## Text for analysis
Black River Falls, Wisconsin (September 22, 2011) — In this pristine, hilly section of Wisconsin, near the center of the state and a little to the west, dark clouds were rolling in.
Lance Long of the Ho-Chunk Nation Buffalo Clan, the MC for this totem blessing ceremony, joked that his Indian name means, “He for whom the thunder waits.” The thunder definitely waited for the morning ceremony at the Andrew Blackhawk Pow Wow Grounds, and the rain and lightning, too. In fact, the sun shone brightly during the most sacred part of the Ho-Chunk ceremony, the smudging. More about that in a moment.
One English translation of Ho-Chunk is “People of the Big Voice.” The impassioned voices of the Ho-Chunk were in fine form today, as the Hiwas`ipi Singers offered songs of blessing and honor, and a tribute to flags, all to lively drum accompaniment. Three members of the Andrew Blackhawk American Legion Post displayed the eagle staff and flags as the ceremony began, and removed them at its end.
Robert Mann (executive director, Ho-Chunk Nation Heritage Preservation Department), master carver Jewell James, Samanthi Hewakapuge (Consumer Health Coordinator, Greater Midwest Region Regional Medical Library , University of Illinois, Chicago, an arm of the National Library of Medicine), Ho-Chunk Nation President Jon Greendeer, Freddie Lane (Lummi Nation) and Ho- Chunk Elder Gordon Thunder pause for a photo after the blessing ceremony
(Photo: courtesy of Melanie Modlin)
The crowd of about 50 heard an invocation by Elder Gordon Thunder. This community leader also performed the smudging ceremony, to bless the totem and all assembled. He wished his blessing would send the totem safely on its way to Bethesda, Maryland. Thunder added he hoped his blessing would foster healing to all assembled at the ceremony, plus all in need of healing in the Ho-Chunk community and beyond.
Thunder sprinkled the Four Sacred Herbs, sage, cedar, sweetgrass, and tobacco, onto the ceremonial fire — giving an earthy aroma to the damp morning air. After these had burned, he took a wand made of bundled sage and gently caught the end of it on fire. He held the smoking wand above his head and, saying blessings in the Ho-Chunk language, moved it slowly in the Four Directions in tribute to ancestors everywhere. He then passed the wand and its smoke over all areas of the totem, and walked around, sharing its powers with every person in attendance.
Robert Mann, executive director of the Ho-Chunk Nation Heritage Preservation Department, said in his welcome address, “This is a very special occasion and a real honor. We’re the halfway mark of this totem’s journey and we’re proud that we can be blessed by it. Its blessings aren’t just for those who are here but for all people, everywhere.”

[Collected data]
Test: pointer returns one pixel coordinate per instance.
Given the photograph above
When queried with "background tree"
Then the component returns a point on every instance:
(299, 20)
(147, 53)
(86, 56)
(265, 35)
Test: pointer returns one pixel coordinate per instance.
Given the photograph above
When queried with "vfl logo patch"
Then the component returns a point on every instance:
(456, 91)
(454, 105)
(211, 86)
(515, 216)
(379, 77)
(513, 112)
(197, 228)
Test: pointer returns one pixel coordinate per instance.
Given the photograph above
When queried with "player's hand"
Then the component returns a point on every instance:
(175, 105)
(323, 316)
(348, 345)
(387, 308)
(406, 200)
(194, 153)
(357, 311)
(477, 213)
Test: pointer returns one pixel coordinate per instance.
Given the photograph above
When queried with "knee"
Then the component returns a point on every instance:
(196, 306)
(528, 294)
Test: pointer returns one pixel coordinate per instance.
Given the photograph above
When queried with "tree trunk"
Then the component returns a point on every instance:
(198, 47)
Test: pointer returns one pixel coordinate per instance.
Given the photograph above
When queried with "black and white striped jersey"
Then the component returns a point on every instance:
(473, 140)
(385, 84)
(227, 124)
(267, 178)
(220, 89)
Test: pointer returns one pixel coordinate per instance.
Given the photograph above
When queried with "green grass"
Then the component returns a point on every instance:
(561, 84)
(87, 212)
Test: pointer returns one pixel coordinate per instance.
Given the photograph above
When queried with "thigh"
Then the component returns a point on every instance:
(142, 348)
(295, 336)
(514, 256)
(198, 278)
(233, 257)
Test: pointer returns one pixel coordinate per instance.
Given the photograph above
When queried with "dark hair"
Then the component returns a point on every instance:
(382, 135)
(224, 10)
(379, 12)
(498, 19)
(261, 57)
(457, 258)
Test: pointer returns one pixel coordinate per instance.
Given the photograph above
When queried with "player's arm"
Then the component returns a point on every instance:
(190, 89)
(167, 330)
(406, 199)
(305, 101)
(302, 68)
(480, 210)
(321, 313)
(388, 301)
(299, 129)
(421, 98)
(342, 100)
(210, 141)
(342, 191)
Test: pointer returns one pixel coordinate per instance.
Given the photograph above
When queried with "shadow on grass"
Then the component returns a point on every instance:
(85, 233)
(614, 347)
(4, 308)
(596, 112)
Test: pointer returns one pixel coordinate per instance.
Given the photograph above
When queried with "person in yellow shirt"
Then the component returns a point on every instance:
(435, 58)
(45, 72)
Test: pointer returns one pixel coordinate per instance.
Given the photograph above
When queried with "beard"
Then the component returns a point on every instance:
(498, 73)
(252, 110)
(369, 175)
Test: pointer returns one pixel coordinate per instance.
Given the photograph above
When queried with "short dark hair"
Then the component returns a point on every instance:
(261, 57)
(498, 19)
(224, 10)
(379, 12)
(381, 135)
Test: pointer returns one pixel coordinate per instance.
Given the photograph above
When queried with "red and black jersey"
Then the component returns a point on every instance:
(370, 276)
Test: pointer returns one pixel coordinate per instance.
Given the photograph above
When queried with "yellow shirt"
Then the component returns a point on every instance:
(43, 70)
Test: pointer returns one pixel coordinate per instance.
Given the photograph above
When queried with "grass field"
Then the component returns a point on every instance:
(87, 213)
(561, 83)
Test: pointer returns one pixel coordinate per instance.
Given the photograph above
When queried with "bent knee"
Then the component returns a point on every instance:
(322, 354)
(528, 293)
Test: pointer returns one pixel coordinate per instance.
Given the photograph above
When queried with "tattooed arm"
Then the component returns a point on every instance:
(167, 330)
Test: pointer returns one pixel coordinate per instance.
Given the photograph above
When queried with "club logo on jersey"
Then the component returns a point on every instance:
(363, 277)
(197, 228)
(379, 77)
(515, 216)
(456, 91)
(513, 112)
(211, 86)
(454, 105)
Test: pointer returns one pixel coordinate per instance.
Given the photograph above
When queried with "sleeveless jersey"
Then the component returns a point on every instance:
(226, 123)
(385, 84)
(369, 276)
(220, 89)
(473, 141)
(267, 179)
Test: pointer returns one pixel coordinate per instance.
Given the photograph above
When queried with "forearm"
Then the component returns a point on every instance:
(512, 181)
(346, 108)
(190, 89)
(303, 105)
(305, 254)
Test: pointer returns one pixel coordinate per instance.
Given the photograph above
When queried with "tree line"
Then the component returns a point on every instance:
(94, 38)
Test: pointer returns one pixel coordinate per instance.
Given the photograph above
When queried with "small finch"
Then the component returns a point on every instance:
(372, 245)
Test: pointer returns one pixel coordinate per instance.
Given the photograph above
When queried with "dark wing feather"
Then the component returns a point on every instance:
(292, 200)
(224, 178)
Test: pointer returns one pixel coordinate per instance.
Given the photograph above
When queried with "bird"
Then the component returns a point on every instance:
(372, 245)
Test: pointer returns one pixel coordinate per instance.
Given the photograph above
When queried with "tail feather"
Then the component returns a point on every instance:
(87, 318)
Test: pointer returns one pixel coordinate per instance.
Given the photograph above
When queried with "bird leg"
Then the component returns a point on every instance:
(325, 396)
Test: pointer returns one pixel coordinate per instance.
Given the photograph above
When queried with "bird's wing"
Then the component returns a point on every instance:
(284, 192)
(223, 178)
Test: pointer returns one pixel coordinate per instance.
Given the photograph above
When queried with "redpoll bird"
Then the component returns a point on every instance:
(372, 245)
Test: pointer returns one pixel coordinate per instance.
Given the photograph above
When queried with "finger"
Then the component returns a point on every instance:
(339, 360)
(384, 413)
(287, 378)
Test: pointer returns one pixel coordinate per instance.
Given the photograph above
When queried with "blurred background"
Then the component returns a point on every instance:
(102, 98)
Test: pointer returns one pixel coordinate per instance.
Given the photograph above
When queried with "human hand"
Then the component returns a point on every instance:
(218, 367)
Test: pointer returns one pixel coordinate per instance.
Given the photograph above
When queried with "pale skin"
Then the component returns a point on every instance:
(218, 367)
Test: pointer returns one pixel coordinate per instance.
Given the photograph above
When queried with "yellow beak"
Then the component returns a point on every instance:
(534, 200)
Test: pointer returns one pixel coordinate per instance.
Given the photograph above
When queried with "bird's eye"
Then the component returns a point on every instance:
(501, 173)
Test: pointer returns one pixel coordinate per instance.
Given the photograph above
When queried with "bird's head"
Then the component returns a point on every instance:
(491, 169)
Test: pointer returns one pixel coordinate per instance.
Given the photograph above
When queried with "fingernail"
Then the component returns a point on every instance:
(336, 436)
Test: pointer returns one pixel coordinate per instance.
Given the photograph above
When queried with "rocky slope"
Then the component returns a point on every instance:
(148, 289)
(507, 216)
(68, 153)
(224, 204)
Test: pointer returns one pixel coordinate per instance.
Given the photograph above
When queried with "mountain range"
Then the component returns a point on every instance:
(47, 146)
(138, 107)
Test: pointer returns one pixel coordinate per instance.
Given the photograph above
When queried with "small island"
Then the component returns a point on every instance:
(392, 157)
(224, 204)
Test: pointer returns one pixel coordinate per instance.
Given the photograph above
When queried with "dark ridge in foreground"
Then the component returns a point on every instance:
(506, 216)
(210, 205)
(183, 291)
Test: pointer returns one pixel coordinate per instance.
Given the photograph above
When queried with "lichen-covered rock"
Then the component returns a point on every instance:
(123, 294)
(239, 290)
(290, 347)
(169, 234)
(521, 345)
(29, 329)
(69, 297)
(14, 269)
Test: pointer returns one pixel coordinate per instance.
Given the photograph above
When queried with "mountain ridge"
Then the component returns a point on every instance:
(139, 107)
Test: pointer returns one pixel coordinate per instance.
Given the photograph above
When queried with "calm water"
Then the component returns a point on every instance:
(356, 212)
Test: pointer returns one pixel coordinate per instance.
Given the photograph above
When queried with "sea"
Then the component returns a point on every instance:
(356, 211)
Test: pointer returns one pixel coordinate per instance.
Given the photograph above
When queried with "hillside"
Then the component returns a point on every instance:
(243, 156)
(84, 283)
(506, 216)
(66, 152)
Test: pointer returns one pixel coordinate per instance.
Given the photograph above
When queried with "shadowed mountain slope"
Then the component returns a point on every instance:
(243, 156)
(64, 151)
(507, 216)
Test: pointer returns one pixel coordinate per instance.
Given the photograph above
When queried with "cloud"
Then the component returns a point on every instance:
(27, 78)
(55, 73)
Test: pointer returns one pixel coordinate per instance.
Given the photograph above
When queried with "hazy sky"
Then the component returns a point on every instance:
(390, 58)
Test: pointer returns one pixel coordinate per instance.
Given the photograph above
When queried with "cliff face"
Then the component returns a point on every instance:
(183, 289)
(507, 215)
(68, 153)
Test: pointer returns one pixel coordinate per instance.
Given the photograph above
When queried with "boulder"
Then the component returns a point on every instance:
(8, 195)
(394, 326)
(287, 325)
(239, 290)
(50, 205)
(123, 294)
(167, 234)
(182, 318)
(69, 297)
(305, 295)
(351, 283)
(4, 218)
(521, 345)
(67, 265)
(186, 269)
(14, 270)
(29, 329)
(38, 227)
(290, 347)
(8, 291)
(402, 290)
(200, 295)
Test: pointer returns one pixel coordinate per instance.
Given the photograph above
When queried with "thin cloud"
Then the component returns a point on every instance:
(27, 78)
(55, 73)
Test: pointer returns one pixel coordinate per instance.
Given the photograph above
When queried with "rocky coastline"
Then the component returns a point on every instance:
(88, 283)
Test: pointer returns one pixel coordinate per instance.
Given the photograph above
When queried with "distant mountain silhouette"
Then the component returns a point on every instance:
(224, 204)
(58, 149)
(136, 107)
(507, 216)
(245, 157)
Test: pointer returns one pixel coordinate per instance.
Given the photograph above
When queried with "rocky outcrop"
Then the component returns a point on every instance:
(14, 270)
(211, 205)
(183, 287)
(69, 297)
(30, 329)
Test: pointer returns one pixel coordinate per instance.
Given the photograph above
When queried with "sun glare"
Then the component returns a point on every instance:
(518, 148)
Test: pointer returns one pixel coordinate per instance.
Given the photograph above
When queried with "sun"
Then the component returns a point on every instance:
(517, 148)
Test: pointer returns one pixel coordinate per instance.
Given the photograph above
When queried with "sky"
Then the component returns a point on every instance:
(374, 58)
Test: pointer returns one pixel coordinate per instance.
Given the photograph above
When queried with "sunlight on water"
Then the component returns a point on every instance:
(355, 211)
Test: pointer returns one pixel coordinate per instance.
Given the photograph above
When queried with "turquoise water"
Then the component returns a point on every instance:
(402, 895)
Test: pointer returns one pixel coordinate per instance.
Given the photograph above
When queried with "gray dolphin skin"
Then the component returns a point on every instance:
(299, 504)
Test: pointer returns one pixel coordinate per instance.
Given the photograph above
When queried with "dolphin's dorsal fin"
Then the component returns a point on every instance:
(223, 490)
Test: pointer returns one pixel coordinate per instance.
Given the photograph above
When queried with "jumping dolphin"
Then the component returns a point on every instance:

## Task instructions
1. Decide whether each statement agrees with the totem blessing account, answering yes or no and quoting the deciding words of the text: (a) The sun was shining during the smudging. (b) About 100 people attended the ceremony. (c) The herbs placed on the fire were sage, cedar, sweetgrass, and lavender.
2. Write out the part of the totem blessing account that opens with the words containing "Lance Long of" and closes with "in a moment.".

## Responses to the exercise
1.
(a) Yes: "the sun shone brightly during the most sacred part of the Ho-Chunk ceremony, the smudging."
(b) No: "The crowd of about 50 heard an invocation by Elder Gordon Thunder."
(c) No: "Thunder sprinkled the Four Sacred Herbs, sage, cedar, sweetgrass, and tobacco, onto the ceremonial fire"

2.
Lance Long of the Ho-Chunk Nation Buffalo Clan, the MC for this totem blessing ceremony, joked that his Indian name means, “He for whom the thunder waits.” The thunder definitely waited for the morning ceremony at the Andrew Blackhawk Pow Wow Grounds, and the rain and lightning, too. In fact, the sun shone brightly during the most sacred part of the Ho-Chunk ceremony, the smudging. More about that in a moment.